=== Data provided ===

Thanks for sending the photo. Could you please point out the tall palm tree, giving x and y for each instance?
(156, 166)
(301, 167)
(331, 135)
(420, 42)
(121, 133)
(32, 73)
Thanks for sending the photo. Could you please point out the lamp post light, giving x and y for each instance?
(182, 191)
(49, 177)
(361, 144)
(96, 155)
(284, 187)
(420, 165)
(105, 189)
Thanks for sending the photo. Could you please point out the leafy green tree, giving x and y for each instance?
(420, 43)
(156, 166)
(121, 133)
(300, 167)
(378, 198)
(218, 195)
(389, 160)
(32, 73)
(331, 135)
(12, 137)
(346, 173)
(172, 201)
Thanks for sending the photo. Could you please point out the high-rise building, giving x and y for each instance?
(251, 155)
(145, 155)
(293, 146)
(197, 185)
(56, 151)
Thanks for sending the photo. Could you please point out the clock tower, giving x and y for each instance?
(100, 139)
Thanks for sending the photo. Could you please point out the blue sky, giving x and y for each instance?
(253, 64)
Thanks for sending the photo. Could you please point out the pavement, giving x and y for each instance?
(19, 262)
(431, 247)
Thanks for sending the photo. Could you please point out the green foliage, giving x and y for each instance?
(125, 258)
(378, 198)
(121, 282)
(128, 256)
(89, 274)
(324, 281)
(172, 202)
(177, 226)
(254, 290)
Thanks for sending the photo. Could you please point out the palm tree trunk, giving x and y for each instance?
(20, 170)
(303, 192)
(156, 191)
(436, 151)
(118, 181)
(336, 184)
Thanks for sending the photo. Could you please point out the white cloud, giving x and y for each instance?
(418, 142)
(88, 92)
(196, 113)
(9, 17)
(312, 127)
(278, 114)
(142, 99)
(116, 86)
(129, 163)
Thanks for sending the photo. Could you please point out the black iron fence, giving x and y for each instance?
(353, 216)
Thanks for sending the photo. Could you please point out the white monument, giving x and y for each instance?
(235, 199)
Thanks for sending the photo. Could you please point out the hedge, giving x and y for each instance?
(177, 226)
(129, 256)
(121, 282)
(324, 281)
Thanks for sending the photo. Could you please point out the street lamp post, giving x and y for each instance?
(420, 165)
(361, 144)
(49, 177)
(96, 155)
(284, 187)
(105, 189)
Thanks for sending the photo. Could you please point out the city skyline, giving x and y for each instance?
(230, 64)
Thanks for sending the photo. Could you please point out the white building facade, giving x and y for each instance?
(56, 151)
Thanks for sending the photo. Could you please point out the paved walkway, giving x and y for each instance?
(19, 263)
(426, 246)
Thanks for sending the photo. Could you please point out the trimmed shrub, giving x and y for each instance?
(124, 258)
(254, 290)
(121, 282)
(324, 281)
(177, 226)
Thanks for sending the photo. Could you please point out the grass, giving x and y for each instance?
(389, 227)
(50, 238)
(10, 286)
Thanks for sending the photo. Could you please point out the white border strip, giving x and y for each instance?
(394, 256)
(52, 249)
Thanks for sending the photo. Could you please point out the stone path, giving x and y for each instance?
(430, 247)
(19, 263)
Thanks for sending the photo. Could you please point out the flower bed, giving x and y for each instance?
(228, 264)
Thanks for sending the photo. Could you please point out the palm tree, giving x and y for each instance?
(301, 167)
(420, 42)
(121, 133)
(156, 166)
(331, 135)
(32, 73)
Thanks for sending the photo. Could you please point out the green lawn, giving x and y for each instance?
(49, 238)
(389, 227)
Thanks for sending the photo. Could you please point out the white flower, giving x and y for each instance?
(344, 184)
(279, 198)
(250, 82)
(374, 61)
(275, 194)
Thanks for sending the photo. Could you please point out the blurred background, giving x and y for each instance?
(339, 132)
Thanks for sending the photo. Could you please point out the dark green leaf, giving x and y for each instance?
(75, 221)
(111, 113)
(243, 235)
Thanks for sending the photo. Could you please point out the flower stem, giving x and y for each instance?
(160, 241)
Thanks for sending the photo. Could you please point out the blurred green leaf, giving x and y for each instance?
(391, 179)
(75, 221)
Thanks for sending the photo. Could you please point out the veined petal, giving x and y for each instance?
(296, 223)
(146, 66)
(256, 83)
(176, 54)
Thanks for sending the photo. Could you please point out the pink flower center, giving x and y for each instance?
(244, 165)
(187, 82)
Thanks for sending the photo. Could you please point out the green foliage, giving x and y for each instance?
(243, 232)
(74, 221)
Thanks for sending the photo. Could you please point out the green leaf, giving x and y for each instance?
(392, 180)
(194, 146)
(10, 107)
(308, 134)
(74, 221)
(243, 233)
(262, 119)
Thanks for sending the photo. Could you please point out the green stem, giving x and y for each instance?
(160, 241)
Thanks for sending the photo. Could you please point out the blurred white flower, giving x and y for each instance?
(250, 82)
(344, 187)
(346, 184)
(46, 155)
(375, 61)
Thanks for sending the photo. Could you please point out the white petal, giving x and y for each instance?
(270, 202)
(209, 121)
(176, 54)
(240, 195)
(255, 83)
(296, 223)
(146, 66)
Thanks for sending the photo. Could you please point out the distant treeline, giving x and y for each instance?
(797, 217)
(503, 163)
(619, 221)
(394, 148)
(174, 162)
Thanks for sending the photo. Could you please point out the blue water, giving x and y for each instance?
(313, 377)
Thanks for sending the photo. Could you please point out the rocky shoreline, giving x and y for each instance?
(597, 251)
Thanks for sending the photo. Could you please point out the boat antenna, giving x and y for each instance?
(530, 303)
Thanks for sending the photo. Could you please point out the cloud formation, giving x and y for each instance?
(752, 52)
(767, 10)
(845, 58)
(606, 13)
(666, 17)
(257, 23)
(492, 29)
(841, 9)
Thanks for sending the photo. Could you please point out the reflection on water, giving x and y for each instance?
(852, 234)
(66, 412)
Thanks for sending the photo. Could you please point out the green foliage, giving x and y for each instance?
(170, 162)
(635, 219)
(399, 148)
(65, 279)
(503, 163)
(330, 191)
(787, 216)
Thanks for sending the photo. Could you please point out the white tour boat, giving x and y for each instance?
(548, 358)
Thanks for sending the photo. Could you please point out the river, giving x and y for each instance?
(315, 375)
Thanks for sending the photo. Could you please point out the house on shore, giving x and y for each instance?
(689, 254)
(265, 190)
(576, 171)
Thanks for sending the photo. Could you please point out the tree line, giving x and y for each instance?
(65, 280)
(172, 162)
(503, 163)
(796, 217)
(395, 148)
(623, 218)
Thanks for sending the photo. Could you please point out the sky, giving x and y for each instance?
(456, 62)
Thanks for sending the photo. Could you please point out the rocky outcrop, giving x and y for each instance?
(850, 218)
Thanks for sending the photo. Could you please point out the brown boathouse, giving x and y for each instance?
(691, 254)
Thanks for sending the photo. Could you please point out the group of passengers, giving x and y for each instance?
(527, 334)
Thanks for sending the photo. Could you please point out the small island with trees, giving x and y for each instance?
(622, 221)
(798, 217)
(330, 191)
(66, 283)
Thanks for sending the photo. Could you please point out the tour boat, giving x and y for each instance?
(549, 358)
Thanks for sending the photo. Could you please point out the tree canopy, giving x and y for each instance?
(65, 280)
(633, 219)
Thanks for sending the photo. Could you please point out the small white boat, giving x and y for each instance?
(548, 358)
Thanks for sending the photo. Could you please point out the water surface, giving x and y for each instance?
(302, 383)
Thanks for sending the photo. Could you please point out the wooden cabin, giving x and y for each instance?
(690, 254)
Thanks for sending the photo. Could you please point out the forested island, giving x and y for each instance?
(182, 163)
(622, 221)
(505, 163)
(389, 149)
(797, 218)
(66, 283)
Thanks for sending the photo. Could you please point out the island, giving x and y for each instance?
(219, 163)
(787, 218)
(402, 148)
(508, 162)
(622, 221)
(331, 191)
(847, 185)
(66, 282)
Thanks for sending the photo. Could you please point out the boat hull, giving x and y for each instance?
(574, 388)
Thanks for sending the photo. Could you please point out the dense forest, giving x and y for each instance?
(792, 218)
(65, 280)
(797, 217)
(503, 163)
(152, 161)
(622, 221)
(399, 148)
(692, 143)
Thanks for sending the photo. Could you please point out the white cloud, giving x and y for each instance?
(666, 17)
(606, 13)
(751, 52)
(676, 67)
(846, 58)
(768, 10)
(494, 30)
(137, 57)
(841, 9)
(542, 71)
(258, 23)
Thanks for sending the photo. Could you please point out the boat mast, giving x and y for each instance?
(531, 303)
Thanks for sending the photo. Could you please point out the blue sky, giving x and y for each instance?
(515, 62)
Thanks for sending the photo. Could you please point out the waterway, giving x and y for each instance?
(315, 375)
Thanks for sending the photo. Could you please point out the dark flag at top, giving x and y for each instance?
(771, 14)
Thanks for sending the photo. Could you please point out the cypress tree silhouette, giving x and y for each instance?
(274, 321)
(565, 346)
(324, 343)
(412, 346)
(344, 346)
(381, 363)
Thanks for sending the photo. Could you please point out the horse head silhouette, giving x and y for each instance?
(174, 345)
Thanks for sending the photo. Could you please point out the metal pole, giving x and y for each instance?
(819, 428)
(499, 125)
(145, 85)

===

The problem
Copy exactly the line containing "waterway, giving x and y for each instance?" and every line after it, ending with the last line of the records above.

Written answer
Thanks for sending the photo. Could you please point out the waterway, giving x and y for each instance?
(315, 375)
Thanks for sending the photo. Could you please point out the dark flag at top, giving x and y for each instance?
(771, 14)
Thanks for sending the photo. Could you please point out the cypress tree silhouette, giving x and y for each instance?
(274, 321)
(565, 346)
(324, 343)
(412, 346)
(344, 346)
(381, 363)
Thanks for sending the photo. Could you please point out the horse head silhouette, giving x and y for each instance?
(174, 345)
Thanks for sending the photo. Could you please point out the metal pole, giving x and y for each instance?
(819, 428)
(499, 125)
(145, 85)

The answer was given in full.